_The problem:_ Write the data out again, exactly as given.

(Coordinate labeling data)
>>>>

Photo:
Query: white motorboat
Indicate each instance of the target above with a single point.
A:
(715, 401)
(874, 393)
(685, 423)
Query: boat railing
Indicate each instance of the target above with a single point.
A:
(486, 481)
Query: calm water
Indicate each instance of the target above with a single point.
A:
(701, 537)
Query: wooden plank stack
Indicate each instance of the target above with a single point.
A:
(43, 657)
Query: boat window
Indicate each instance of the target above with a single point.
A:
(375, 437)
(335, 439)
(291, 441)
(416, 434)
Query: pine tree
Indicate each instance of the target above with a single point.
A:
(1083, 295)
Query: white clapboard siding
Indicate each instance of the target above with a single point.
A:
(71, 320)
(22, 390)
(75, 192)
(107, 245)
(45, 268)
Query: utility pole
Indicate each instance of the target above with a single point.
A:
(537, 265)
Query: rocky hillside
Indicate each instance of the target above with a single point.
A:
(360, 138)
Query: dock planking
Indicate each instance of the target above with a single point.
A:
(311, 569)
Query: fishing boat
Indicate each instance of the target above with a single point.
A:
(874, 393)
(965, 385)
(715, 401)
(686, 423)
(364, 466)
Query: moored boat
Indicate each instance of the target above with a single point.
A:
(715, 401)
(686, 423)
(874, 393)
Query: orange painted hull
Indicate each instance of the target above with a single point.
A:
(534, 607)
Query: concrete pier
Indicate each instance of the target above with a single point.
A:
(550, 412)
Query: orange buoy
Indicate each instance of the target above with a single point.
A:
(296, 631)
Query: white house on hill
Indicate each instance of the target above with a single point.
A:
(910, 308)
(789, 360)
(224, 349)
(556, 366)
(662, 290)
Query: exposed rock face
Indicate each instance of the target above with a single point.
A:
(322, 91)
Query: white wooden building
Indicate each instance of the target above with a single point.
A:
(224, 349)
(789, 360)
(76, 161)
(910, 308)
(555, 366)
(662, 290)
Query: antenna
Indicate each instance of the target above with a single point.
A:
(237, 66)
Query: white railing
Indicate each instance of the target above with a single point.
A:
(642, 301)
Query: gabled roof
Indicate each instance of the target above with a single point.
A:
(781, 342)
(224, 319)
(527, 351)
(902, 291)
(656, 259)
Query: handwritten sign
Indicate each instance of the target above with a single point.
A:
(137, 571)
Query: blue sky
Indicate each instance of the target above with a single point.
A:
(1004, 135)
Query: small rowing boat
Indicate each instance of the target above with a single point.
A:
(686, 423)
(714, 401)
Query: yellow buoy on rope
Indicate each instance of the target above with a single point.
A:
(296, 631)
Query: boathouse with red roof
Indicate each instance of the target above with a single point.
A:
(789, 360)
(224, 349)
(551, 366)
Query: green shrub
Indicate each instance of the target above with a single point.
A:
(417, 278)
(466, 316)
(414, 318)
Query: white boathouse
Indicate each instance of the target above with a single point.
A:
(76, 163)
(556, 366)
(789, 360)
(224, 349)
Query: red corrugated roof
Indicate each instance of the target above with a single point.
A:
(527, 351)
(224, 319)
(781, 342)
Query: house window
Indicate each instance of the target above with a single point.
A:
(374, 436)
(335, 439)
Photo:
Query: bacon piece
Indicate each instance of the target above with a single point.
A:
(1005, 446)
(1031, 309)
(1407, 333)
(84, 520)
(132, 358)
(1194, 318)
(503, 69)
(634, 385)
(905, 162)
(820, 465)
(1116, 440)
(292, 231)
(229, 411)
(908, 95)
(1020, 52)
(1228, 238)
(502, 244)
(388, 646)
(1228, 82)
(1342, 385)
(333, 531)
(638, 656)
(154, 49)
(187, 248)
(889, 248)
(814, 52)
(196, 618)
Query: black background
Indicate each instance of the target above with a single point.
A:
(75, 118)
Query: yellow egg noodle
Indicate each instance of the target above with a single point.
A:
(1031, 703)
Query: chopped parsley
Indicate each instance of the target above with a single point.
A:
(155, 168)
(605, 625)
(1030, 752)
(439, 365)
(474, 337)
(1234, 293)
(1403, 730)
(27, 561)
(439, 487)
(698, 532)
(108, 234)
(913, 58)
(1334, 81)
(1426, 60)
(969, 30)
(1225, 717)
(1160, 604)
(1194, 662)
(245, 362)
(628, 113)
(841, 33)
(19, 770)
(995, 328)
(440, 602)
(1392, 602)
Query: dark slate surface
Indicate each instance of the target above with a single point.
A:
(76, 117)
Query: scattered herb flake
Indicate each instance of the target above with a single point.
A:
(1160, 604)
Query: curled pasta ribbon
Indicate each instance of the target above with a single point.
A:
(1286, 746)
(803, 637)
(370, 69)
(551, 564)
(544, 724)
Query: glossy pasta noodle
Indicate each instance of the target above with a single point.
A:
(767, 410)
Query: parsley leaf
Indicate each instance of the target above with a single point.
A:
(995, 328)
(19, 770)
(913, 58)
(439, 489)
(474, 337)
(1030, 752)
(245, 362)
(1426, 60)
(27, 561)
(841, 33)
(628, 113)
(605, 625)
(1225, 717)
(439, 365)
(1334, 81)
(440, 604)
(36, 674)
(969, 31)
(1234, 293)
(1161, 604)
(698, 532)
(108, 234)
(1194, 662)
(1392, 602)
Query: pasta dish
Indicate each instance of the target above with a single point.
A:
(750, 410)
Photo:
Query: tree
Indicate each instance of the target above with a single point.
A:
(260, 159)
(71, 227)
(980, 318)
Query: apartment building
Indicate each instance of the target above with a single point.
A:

<<<<

_Task output:_
Photo:
Query: white motorboat
Indicate each instance of the target above with a single point.
A:
(715, 401)
(874, 393)
(685, 423)
Query: boat railing
Indicate each instance of the target above with a single point.
A:
(486, 481)
Query: calm water
Indicate each instance of the target above with a single point.
A:
(701, 537)
Query: wooden plank stack
Indicate each instance of the target above with a single point.
A:
(43, 657)
Query: boat window
Indicate each instance of the target above with a single point.
A:
(375, 437)
(335, 439)
(291, 441)
(416, 434)
Query: pine tree
Indicate each instance of the target above with a single point.
A:
(1083, 295)
Query: white clapboard siding
Indicate each instance of the target above with a single point.
A:
(71, 320)
(22, 390)
(75, 192)
(107, 245)
(45, 268)
Query: utility pole
Indicate each instance of the target above with a single point.
A:
(537, 265)
Query: rocky hillside
Indicate each instance of the target above with a single point.
A:
(360, 138)
Query: dock planking
Indicate each instance of the target above with a single point.
A:
(311, 569)
Query: fishing boat
Indicate each instance of the target above with a single point.
A:
(874, 393)
(965, 385)
(715, 401)
(686, 423)
(364, 466)
Query: moored boat
Indicate each instance of the target above with a single point.
A:
(715, 401)
(686, 423)
(874, 393)
Query: orange painted hull
Indicate each instance of the target above with a single point.
A:
(534, 607)
Query: concrete pier
Indicate each instance of the target above with a single point.
A:
(550, 412)
Query: orange buoy
Indicate each instance of the target above with a single point.
A:
(296, 631)
Query: white house on hill
Indicate each instance of the target above with a single point.
A:
(910, 308)
(789, 360)
(224, 349)
(556, 366)
(662, 290)
Query: exposed rock face
Indicate each instance of the target above with a single point.
A:
(322, 91)
Query: white wooden building
Indicate each instance of the target above with a single point.
A:
(224, 349)
(789, 360)
(76, 161)
(910, 308)
(555, 366)
(662, 290)
Query: antenna
Indicate each instance of the target above with a single point.
A:
(237, 66)
Query: white railing
Indicate each instance of the target above with a single point.
A:
(642, 301)
Query: gabled roof
Indicate each instance of the target above with a single point.
A:
(781, 342)
(224, 319)
(527, 351)
(902, 291)
(656, 259)
Query: handwritten sign
Indicate each instance of the target above with a single point.
A:
(137, 571)
Query: blue sky
Indicate each instance of the target above with a single point.
A:
(1004, 135)
Query: small rowing boat
Indicate each instance of the target above with a single point.
A:
(686, 423)
(714, 401)
Query: yellow buoy on rope
Indicate each instance of the target above with a single point.
A:
(296, 631)
Query: boathouse with red roof
Indicate each instance of the target above with a single point.
A:
(789, 360)
(224, 349)
(551, 366)
Query: green shrub
Indicate each instance of the target above with a single point.
A:
(417, 278)
(466, 316)
(414, 318)
Query: white boathouse
Indicate each instance of the target above with a single point.
A:
(76, 163)
(556, 366)
(789, 360)
(224, 349)
Query: red corrugated roof
Indicate each instance of the target above with a single point.
A:
(527, 351)
(224, 319)
(781, 342)
Query: house window
Indicate each instance of the target above with a single point.
A:
(374, 436)
(335, 439)
Photo:
Query: bacon piece
Indicate each instance of the target above with a single point.
A:
(1005, 446)
(1031, 309)
(1407, 333)
(84, 520)
(132, 358)
(1194, 318)
(503, 69)
(634, 385)
(905, 162)
(820, 465)
(1116, 440)
(292, 231)
(229, 411)
(908, 95)
(1020, 52)
(1228, 238)
(502, 244)
(388, 646)
(1228, 82)
(1342, 385)
(333, 531)
(638, 656)
(154, 49)
(187, 248)
(889, 248)
(814, 52)
(196, 618)
Query: black background
Indicate each instance of the target above with a single point.
A:
(75, 118)
Query: yellow egg noodle
Indicate each instance of the target above with a single point.
A:
(1031, 703)
Query: chopped parsley
Indicate each instance of the target above with a single point.
A:
(155, 168)
(605, 625)
(1030, 752)
(439, 365)
(474, 337)
(1234, 293)
(1403, 730)
(27, 561)
(439, 487)
(698, 532)
(108, 234)
(913, 58)
(1334, 81)
(1426, 60)
(969, 30)
(1225, 717)
(1160, 604)
(1194, 662)
(245, 362)
(628, 113)
(841, 33)
(19, 770)
(995, 328)
(440, 602)
(1392, 602)
Query: dark slate surface
Indicate each instance of the target above with a single point.
A:
(76, 117)
Query: scattered herb flake
Indicate each instance of the target above with a single point.
A:
(1160, 604)
Query: curled pasta ribbon
Indicate each instance of the target above with a single point.
A:
(1286, 746)
(803, 637)
(370, 69)
(551, 564)
(544, 724)
Query: glossy pasta noodle
Indicate each instance of the target above with a single point.
A:
(767, 410)
Query: parsley leaf
Indicate each instance of the target above with a single point.
A:
(995, 328)
(19, 770)
(913, 58)
(439, 489)
(474, 337)
(1030, 752)
(245, 362)
(1426, 60)
(27, 561)
(841, 33)
(628, 113)
(605, 625)
(1225, 717)
(439, 365)
(1334, 81)
(440, 604)
(36, 674)
(969, 31)
(1234, 293)
(1161, 604)
(698, 532)
(108, 234)
(1194, 662)
(1392, 602)
Query: pasta dish
Indicate each instance of the target above with a single point.
A:
(750, 410)
Photo:
Query: tree
Indicate each instance of the target above with a single point.
A:
(260, 159)
(71, 227)
(980, 318)
Query: apartment building
Indicate each instance of the target above with a single point.
A:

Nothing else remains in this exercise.